#### Listed entries
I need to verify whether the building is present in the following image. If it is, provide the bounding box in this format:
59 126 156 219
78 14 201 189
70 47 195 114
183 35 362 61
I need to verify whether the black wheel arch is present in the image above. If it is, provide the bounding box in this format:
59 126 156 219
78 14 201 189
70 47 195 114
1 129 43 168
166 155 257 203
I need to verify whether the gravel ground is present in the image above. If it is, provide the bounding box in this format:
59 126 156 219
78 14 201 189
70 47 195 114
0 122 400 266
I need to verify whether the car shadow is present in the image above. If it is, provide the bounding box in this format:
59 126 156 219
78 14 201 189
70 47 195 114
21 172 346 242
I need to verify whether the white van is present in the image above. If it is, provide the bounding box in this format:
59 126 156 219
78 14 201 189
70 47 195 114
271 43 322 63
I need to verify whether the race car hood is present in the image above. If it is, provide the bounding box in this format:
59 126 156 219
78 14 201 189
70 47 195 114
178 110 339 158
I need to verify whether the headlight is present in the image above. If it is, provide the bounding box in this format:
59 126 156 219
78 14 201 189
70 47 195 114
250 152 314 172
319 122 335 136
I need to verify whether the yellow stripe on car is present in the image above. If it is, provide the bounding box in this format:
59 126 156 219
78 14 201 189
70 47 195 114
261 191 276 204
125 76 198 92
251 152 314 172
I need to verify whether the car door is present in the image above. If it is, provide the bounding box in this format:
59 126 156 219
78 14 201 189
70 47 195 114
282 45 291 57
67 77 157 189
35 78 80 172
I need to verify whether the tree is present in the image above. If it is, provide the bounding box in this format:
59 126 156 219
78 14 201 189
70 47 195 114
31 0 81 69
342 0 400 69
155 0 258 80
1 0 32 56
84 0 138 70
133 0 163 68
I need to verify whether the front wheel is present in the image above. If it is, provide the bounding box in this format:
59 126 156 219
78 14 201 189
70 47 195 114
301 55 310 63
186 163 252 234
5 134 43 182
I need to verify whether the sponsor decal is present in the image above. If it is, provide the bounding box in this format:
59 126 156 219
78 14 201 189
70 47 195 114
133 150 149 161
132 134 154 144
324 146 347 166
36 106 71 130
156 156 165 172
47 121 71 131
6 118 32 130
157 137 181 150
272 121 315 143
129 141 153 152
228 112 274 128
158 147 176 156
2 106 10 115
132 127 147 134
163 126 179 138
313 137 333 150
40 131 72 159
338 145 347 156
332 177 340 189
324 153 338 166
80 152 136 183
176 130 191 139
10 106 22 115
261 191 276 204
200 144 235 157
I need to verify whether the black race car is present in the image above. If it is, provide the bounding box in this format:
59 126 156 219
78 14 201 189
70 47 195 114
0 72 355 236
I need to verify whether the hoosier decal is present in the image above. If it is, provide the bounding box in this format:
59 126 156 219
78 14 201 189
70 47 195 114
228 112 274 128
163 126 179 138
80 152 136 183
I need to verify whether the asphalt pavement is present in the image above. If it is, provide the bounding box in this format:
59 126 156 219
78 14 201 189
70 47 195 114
########
Exercise brief: Pull out every line above that contains the string "decal", treating case as significant.

Answer for the task:
I need to verify whether the sponsor decal is present in the image above. If it is, provide the bounding box in this format:
I need to verify whether the hoosier decal is present in the image above. If it is, provide the bounding box in this format:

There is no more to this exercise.